══ Extrait fourni

SA MAJESTÉ LA REINE,

intimée.

 

[TRADUCTION FRANÇAISE OFFICIELLE]

____________________________________________________________________

Appels entendus le 11 janvier 2007 et les 1er et 27 février 2007,

à Vancouver (Colombie-Britannique).

 

Devant : L’honorable juge L.M. Little

 

Comparutions :

 

 

Avocat de l’appelante :

Me J. Herbert Rosner

 

 

Avocate de l’intimée :

Me Karen A. Truscott

____________________________________________________________________

JUGEMENT

 

          Les appels des cotisations établies en vertu de la Loi de l’impôt sur le revenu pour les années d’imposition 2002 et 2003 sont accueillis, sans dépens, et les cotisations sont renvoyées au ministre du Revenu national pour nouvel examen et nouvelle cotisation, selon les motifs du jugement ci-joints.

 

Signé à Vancouver (Colombie-Britannique), ce 24e jour d’août 2007.

 

 

« L.M. Little »

Juge Little

Traduction certifiée conforme

ce 12e jour de septembre 2007.

 

Johanne Brassard, trad. a.


 

 

 

 

Référence : 2007CCI494

Date : 20070824

Dossier : 2005-438(IT)G    

ENTRE :

JENNIFER WAUGH,

appelante,

et

 

SA MAJESTÉ LA REINE,

intimée.

════
══ Enregistrements de données

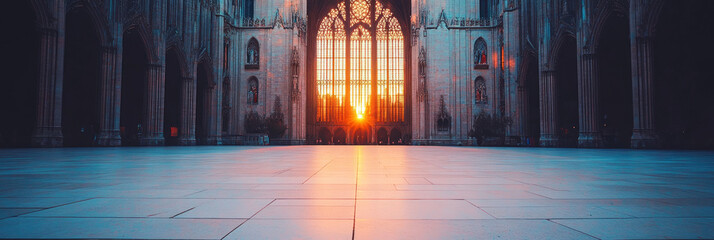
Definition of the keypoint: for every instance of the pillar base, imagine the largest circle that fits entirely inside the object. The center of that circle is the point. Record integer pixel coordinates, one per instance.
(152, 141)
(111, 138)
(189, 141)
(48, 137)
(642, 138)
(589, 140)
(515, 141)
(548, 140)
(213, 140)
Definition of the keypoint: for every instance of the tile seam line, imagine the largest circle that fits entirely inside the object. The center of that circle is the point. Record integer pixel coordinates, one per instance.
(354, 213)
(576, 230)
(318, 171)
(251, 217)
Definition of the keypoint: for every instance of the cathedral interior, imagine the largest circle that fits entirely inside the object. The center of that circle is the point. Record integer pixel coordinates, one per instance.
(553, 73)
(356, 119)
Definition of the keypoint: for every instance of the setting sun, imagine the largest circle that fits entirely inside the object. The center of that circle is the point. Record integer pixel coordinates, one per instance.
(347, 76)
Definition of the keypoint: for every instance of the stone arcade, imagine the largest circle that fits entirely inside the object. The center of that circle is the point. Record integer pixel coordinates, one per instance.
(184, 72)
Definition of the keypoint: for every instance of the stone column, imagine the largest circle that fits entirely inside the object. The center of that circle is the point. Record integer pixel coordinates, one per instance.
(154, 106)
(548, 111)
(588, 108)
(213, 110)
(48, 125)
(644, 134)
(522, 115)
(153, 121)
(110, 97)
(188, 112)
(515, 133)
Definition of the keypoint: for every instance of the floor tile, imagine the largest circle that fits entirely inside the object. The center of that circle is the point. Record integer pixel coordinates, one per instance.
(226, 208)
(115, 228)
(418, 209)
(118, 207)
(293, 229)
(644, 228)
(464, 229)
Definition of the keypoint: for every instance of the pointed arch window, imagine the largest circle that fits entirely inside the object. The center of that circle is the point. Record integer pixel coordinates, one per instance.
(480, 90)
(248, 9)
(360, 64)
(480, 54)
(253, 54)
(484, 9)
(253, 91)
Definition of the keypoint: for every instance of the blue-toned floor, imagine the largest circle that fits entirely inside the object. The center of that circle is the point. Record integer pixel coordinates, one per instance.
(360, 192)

════
══ Enregistrements de données

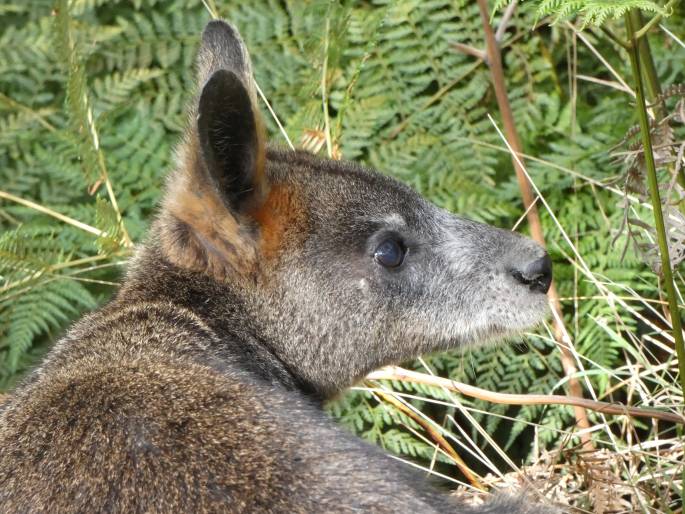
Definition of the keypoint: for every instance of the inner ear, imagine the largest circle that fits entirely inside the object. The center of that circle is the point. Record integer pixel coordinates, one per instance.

════

Objectif visé: Citez textuellement, dans l'extrait fourni, tout ce qui va de « Signé à Vancouver » jusqu'à « ce 12e jour de septembre 2007. ».

Solution rédigée:
Signé à Vancouver (Colombie-Britannique), ce 24e jour d’août 2007.

 

 

« L.M. Little »

Juge Little

Traduction certifiée conforme

ce 12e jour de septembre 2007.